EXERCISE A: Reproduce the passage of the Trezor forum thread starting at "This is of course" and ending at "understand) malicious firmware?".
EXERCISE B: Extend the forum thread about Trezor and seed-stealing attacks from the point where it stops.

TEXT UNDER STUDY:
Hello!
What are your thoughts after reading the following articles?
https://shiftcrypto.ch/blog/how-almost-all-hardware-wallets-can-steal-your-seed/
Why isn’t trezor using it?
Hello!
What are your thoughts after reading the following articles?
https://shiftcrypto.ch/blog/how-almost-all-hardware-wallets-can-steal-your-seed/
Why isn’t trezor using it?
There is actually an open issue:
Simply put, it has not been a priority because the existing implementation is “good enough”. Trezor source code is of course fully auditable, and it is using deterministic nonces from RFC 6979.
That can be verified by the host computer, given knowledge of the private key. So if you want to validate that the code is doing what it says it is doing, you can generate a seed, load it into your PC, sign a bunch of transactions and check that the nonces have the expected values. If you do this a couple (or a couple thousand) times, you can probabilistically trust that Trezor is not smuggling out secret bits, and load your actual seed.
This is of course not a 100% thing, so using Anti-Klepto would still have some merit. But implementing it counts against implementing other things, so, again, not a priority so far.
Hi,
just pulling this old thread to the surface due to dark skippy exploit vector being around recently.
Will there be an update to mitigate the attack vector?
How vulnerable is Trezor one/T/3 to this vector with the key starting point being (from what I understand) malicious firmware?

DATA EXCERPTS:
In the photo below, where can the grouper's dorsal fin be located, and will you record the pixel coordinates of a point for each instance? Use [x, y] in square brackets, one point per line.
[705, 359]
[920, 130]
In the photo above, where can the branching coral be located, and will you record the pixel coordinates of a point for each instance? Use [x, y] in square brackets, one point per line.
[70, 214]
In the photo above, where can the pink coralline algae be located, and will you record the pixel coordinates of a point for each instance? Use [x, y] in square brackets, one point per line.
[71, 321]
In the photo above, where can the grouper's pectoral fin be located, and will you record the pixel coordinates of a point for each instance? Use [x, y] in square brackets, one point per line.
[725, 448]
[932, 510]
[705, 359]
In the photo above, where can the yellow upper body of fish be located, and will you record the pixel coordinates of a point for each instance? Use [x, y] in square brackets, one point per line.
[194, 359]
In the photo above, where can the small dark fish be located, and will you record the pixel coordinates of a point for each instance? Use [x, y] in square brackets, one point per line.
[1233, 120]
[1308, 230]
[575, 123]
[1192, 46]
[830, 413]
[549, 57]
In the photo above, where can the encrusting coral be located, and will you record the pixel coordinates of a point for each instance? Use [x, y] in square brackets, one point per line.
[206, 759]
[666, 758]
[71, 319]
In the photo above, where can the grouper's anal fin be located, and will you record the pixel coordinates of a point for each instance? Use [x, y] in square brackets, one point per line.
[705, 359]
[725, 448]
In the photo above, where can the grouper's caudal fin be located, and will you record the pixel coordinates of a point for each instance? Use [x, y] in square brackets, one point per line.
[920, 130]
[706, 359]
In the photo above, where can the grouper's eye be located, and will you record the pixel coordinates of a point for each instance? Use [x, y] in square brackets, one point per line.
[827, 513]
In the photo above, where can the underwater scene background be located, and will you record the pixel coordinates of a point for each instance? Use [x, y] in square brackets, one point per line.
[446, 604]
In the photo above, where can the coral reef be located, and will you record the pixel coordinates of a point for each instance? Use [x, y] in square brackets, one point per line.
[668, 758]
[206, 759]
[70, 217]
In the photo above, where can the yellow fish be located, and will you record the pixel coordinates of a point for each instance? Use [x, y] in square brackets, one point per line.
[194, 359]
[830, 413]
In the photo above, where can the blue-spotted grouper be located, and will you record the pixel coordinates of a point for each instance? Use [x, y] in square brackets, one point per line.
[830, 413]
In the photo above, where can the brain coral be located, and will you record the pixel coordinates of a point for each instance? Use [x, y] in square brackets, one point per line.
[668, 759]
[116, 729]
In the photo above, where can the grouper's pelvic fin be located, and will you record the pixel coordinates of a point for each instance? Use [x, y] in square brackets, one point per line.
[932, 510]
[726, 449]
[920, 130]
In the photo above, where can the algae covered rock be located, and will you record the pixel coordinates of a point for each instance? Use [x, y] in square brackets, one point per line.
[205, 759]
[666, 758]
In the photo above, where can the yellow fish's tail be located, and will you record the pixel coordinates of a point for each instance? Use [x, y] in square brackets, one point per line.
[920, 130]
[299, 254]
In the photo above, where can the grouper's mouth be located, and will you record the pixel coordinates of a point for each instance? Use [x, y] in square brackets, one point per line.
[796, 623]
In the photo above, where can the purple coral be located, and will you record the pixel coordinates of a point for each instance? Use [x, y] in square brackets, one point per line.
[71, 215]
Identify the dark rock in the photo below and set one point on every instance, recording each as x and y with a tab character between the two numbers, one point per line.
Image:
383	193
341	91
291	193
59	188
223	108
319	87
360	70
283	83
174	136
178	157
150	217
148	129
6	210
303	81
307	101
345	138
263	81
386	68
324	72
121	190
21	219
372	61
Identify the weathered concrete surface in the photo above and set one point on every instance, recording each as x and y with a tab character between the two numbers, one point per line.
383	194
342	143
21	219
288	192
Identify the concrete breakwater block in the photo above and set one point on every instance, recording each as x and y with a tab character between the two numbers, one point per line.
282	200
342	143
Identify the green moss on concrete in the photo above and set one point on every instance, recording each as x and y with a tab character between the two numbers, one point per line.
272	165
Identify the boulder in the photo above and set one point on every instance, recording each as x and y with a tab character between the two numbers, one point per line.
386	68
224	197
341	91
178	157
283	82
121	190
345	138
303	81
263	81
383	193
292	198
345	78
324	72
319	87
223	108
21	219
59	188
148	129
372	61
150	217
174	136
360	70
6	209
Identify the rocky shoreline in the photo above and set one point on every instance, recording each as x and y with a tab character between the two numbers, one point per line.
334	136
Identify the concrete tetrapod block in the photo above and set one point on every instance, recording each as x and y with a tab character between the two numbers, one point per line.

WRITTEN ANSWER A:
This is of course not a 100% thing, so using Anti-Klepto would still have some merit. But implementing it counts against implementing other things, so, again, not a priority so far.
Hi,
just pulling this old thread to the surface due to dark skippy exploit vector being around recently.
Will there be an update to mitigate the attack vector?
How vulnerable is Trezor one/T/3 to this vector with the key starting point being (from what I understand) malicious firmware?

WRITTEN ANSWER B:
Thanks & best
To the best of our knowledge, it’s not viable to put a malicious firmware on the Safe family.
There have been cases of tampered Trezor Ones and Ts; but the attack vector there is a preconfigured seed phrase, which is much easier for the attacker to implement and then retrieve.
Basically the answer here is “don’t pick malicious firmware as your starting point”. Using malicious firmware opens you up to a multitude of practical attacks, where Dark Skippy is something you reach for only after your other options are exhausted.
The value of Anti-Klepto is in keeping the manufacturer honest; which on Trezor you can do in several other ways, such as probabilistically checking the RFC 6979 implementation as suggested above, and/or auditing the open source code and then verifying that it’s actually running on your device.
Dark Skippy is a neat research innovation, but doesn’t really change anything about your real world security. As such, it doesn’t change the priority of mitigation strategies either.
Thanks for your quick reply! Is there a tutorial to check if the current firmware is non-malicious?
Since updates stopped for, as far as I can see, the One/T Models: are these considered outdated or unsafe to use? Or is it just that there is nothing more to be improved?
Trezor T is still under active development, and there’s a new firmware coming out this month.
Trezor One will not be getting new features in the foreseeable future, but it is actively maintained too… for certain values of “actively” : ) A new firmware hasn’t been released for over a year simply because it has reached maturity and there have been no new issues (security or otherwise) that would warrant a release. If a problem arises, there will be a timely fix.
Sadly, there is no tutorial for checking your firmware. There are some automated checks performed by Suite, and beyond that, the best you can do is, after a firmware update, check for presence of new features that should be in said update. You can even do that in reverse: from a given version, downgrade to an earlier one and check that features are actually missing.
If your Suite is malicious but your Trezor device is genuine, then your firmware is OK: a malicious Suite cannot “hack” your Trezor.
If your Suite is genuine but your Trezor is counterfeit, the “check for new features” thing will detect this.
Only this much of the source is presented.